> [Given task] Starting with the row that contains "Tag every instance of the windmill body" and going on through the final row, write those rows out again with "grassy bank" swapped for "riverbank" and nothing else changed.

> [Provided records]
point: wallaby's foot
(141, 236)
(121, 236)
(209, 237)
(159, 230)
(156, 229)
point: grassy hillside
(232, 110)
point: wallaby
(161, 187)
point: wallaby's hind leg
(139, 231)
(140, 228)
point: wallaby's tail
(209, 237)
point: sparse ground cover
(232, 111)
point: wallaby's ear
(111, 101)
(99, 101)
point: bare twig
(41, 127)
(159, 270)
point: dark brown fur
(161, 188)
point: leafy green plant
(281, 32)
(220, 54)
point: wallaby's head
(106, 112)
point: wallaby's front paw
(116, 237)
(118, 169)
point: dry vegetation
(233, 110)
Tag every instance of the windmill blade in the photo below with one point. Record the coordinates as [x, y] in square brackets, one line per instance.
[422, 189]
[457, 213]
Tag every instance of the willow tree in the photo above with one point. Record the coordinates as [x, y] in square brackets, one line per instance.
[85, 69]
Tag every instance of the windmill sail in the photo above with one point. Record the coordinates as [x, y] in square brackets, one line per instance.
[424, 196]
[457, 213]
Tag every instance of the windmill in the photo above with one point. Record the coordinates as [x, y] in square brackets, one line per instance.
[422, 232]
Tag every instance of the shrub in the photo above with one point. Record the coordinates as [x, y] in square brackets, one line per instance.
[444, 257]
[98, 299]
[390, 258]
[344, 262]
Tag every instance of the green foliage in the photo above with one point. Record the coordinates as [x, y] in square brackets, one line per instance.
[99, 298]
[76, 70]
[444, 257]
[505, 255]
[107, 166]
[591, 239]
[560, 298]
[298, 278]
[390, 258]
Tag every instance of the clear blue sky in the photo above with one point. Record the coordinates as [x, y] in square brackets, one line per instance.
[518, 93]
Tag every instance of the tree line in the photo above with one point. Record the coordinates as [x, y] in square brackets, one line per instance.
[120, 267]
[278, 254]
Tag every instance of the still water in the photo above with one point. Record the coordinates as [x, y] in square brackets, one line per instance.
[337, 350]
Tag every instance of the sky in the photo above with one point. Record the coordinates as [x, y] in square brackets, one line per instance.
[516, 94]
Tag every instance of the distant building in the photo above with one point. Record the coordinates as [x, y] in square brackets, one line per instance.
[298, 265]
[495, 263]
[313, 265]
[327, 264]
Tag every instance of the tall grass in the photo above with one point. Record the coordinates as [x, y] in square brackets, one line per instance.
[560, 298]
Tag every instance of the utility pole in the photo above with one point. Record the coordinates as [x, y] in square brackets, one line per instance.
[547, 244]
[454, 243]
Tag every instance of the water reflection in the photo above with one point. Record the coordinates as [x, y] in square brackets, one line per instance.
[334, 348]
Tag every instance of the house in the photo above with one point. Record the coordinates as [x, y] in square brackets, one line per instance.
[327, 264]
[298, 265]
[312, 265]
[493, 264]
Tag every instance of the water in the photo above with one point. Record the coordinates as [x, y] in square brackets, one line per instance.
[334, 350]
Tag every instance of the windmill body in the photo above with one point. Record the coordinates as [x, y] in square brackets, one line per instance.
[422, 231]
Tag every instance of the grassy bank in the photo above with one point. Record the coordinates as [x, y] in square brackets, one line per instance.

> [Output for this exercise]
Tag every instance of the windmill body in the photo above with one point. Record the coordinates as [x, y] in square brackets, one line per instance.
[422, 231]
Tag every instance of the riverbank in the photo above with one point. Record the coordinates as [x, y] in square brackets, one line per instance.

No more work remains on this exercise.